___ DATA RECORDS
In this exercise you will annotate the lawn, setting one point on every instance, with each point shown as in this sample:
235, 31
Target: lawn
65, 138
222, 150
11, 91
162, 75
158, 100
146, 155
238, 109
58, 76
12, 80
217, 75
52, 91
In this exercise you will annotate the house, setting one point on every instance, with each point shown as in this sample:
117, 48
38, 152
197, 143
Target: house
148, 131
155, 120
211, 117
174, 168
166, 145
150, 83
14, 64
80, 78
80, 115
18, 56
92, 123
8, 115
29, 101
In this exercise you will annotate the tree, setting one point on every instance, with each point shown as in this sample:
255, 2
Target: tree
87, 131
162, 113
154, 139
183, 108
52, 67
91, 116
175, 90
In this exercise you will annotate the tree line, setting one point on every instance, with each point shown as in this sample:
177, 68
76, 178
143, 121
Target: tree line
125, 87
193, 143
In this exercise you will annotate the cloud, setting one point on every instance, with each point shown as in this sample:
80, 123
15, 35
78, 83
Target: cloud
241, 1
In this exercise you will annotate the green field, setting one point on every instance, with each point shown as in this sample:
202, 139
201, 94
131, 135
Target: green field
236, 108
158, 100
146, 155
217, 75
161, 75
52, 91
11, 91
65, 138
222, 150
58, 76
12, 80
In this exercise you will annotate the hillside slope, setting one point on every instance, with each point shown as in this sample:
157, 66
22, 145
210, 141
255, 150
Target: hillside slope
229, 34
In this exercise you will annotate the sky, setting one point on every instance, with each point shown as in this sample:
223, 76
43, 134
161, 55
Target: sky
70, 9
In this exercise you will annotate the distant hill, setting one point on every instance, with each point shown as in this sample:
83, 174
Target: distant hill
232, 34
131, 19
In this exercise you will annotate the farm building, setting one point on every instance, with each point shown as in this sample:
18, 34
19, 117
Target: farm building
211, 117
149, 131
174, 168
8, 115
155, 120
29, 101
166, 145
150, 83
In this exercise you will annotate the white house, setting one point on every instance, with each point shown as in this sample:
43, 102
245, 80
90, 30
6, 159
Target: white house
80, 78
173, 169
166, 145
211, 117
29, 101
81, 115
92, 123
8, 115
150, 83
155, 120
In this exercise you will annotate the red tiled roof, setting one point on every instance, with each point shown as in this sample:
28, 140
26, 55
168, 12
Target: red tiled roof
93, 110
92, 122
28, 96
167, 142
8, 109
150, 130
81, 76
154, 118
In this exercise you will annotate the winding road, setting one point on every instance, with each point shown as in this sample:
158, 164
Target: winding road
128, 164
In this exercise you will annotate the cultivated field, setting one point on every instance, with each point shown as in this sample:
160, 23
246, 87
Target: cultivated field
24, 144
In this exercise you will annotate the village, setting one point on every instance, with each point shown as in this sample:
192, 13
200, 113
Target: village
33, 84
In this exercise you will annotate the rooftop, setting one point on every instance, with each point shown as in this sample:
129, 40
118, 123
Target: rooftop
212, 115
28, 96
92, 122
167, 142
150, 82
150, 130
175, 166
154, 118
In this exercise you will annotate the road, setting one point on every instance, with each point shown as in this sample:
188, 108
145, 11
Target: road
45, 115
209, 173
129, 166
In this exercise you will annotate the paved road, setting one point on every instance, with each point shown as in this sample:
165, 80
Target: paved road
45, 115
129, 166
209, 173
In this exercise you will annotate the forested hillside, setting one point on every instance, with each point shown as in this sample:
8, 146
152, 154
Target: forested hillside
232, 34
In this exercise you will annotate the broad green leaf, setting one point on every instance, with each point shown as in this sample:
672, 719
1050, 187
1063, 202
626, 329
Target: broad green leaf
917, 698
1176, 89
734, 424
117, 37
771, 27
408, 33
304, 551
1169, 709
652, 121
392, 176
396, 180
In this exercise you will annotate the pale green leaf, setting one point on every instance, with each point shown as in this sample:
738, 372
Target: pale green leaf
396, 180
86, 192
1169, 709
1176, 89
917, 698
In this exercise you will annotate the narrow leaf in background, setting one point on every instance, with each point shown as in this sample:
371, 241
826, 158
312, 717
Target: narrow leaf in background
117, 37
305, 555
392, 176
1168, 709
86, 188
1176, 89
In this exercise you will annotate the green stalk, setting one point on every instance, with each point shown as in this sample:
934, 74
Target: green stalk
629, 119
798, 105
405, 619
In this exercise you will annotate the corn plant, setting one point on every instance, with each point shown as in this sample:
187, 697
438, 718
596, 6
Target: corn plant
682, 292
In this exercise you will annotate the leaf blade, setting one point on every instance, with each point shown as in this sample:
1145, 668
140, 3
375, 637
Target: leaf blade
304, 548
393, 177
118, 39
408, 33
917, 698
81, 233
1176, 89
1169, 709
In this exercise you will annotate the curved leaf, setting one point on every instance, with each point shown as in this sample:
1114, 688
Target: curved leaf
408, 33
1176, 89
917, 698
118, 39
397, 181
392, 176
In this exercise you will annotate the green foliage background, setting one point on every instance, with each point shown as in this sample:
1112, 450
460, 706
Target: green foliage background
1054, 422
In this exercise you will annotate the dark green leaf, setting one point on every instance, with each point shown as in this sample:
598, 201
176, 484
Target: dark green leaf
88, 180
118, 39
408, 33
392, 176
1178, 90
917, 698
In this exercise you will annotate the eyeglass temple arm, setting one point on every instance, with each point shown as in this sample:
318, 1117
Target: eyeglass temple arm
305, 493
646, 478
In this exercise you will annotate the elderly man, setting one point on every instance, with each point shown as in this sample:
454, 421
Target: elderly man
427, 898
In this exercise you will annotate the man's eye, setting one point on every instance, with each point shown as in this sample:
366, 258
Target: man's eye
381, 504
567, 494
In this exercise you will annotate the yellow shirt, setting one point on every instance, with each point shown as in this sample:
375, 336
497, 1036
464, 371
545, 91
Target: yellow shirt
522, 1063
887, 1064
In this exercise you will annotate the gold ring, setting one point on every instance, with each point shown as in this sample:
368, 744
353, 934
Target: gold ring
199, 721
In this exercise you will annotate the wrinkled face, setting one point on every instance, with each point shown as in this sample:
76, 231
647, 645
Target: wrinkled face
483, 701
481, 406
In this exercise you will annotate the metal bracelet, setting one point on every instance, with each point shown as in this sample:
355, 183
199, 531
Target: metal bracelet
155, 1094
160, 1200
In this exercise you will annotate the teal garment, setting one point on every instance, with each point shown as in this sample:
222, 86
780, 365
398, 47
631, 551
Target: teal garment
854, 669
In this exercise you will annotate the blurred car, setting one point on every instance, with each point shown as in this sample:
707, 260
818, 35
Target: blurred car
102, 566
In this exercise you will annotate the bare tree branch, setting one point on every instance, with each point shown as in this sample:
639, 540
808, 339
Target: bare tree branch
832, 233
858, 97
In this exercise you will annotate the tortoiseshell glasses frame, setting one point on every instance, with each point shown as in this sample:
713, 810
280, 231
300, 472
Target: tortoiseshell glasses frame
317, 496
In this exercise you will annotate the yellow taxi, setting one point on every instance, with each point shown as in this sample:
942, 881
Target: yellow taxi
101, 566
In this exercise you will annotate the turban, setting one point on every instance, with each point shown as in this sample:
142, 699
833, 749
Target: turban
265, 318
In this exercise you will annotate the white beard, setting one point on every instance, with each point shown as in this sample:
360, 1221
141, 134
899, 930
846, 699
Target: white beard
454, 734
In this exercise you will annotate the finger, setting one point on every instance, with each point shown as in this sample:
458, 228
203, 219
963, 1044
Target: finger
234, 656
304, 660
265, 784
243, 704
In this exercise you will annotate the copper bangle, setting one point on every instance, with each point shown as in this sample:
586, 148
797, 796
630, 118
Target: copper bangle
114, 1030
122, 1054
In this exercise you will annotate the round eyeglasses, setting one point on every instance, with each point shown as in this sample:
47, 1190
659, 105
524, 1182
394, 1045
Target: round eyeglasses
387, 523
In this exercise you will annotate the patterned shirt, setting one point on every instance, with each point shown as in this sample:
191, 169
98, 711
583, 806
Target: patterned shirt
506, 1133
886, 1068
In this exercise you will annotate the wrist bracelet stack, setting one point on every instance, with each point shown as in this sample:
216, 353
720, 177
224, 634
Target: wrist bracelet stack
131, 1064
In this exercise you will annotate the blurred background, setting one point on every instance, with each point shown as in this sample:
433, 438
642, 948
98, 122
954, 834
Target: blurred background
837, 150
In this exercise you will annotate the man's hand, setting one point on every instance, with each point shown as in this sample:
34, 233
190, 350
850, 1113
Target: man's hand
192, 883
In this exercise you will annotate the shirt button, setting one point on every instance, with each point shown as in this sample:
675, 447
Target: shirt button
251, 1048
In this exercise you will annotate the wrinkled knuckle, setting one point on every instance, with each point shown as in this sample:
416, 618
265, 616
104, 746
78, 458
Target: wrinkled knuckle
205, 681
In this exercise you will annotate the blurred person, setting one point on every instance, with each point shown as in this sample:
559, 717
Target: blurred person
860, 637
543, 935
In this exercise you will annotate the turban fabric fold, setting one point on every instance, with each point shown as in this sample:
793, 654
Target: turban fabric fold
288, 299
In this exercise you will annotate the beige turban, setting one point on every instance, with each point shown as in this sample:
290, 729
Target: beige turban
______
Return exactly the lines from the one containing "In this exercise you will annotate the shirt" to the last line of the data, and nothing more.

FULL ANSWER >>
In this exercise you will annotate the shirt button, setting one point on every instance, with each point shown as in this sample:
675, 447
Target: shirt button
251, 1048
In this exercise you will annotate the wrinkled knuckle, setting one point on every instance, with each point shown as in this sample:
416, 618
265, 616
104, 746
78, 458
Target: wrinkled knuckle
205, 681
In this exercise you will annotate the blurred person, setting one point on every instance, with each point shown as in this sample:
559, 717
Target: blurred person
860, 637
543, 935
In this exercise you will annotate the turban fabric fold, setting one point on every instance, with each point shown as in this sample:
793, 654
Target: turban fabric fold
288, 299
In this exercise you will annotate the beige turban, setting one point on every instance, with each point shown as in this sample:
290, 729
Target: beige turban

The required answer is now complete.